PROBLEM DETAILS -
Can you output every row below verbatim, line for line, leaving the pictures out?

# # #

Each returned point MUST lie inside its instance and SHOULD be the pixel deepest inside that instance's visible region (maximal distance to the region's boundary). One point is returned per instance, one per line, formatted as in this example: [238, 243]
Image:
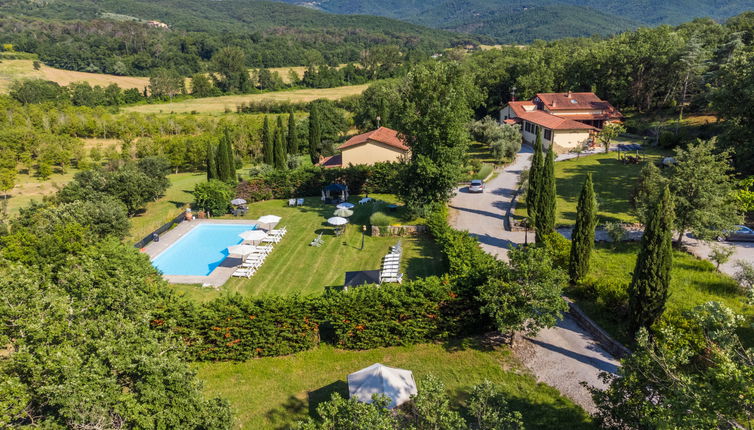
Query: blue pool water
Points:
[201, 250]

# # #

FULL RESPONSE -
Each returned point MUST lie inside its instance and SHOULD be the pixel deepest inside that instance's visible region (maximal distance to the region's boundary). One point is returned per instance, one per line, formatted as in this example: [238, 243]
Image:
Query: blue pool water
Points:
[201, 250]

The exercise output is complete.